Render every line of the records below as a JSON list of strings, one string per line, skipping blank lines. Leave the pictures out of your answer.

## Begin RECORDS TO USE

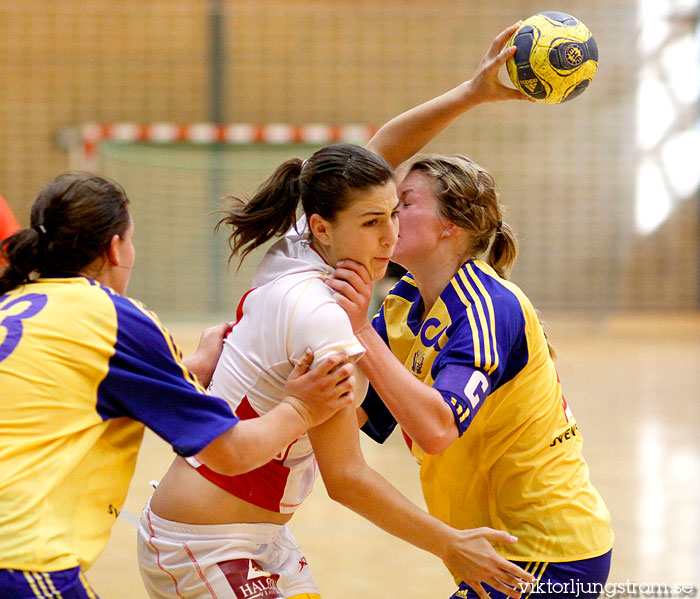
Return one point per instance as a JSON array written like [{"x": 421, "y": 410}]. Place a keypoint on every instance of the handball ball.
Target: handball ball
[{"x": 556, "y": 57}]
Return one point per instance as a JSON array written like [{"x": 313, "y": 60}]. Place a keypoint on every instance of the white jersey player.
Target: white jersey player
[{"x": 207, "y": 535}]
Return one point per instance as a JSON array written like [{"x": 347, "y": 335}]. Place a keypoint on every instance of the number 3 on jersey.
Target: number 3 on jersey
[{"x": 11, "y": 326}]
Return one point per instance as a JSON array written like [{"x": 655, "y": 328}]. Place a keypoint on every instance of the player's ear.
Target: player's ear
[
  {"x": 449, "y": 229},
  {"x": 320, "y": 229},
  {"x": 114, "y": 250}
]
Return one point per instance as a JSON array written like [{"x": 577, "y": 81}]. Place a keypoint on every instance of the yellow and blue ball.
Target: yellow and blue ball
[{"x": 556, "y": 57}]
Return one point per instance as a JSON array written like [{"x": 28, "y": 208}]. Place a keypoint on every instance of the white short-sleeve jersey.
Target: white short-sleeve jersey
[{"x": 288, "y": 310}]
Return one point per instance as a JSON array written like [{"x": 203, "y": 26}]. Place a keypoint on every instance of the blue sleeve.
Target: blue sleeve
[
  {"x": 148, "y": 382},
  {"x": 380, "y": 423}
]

## End RECORDS TO USE

§ **THE COMPLETED TASK**
[
  "Return one point per instance as a JSON array written like [{\"x\": 421, \"y\": 410}]. Place a keypoint on every instance of the handball ball.",
  "Target: handball ball",
  "[{\"x\": 556, \"y\": 57}]",
  "Return one point per instance as a JSON array written like [{\"x\": 313, \"y\": 60}]. Place a keypoint on every instance of the white jersey player.",
  "Target: white jersey player",
  "[{\"x\": 207, \"y\": 535}]",
  "Return one point per instance as a JSON array written like [{\"x\": 347, \"y\": 335}]. Place a keypoint on every instance of the number 3 on jersey.",
  "Target: number 3 on jersey",
  "[{\"x\": 11, \"y\": 326}]",
  "Return one point per instance as a JSON array written like [{\"x\": 655, \"y\": 328}]. Place a keypoint on every instance of the player's ear.",
  "Target: player's ear",
  "[",
  "  {\"x\": 449, \"y\": 229},",
  "  {\"x\": 320, \"y\": 229},",
  "  {\"x\": 114, \"y\": 250}",
  "]",
  "Return one point per instance as a JSON array written like [{\"x\": 577, \"y\": 81}]. Place a keypoint on every instance of the yellow and blue ball.",
  "Target: yellow and blue ball",
  "[{\"x\": 556, \"y\": 57}]",
  "Return one point per instance as a JSON array written like [{\"x\": 28, \"y\": 208}]. Place a keypoint on every instance of the white short-sleeve jersey.",
  "Target: white short-sleeve jersey",
  "[{\"x\": 288, \"y\": 310}]",
  "Return one point per instance as a JSON array written like [{\"x\": 203, \"y\": 26}]. Place a keypoint on every instance of the blue sleeve.",
  "Target: blue sleeve",
  "[",
  "  {\"x\": 148, \"y\": 382},",
  "  {\"x\": 380, \"y\": 423}",
  "]"
]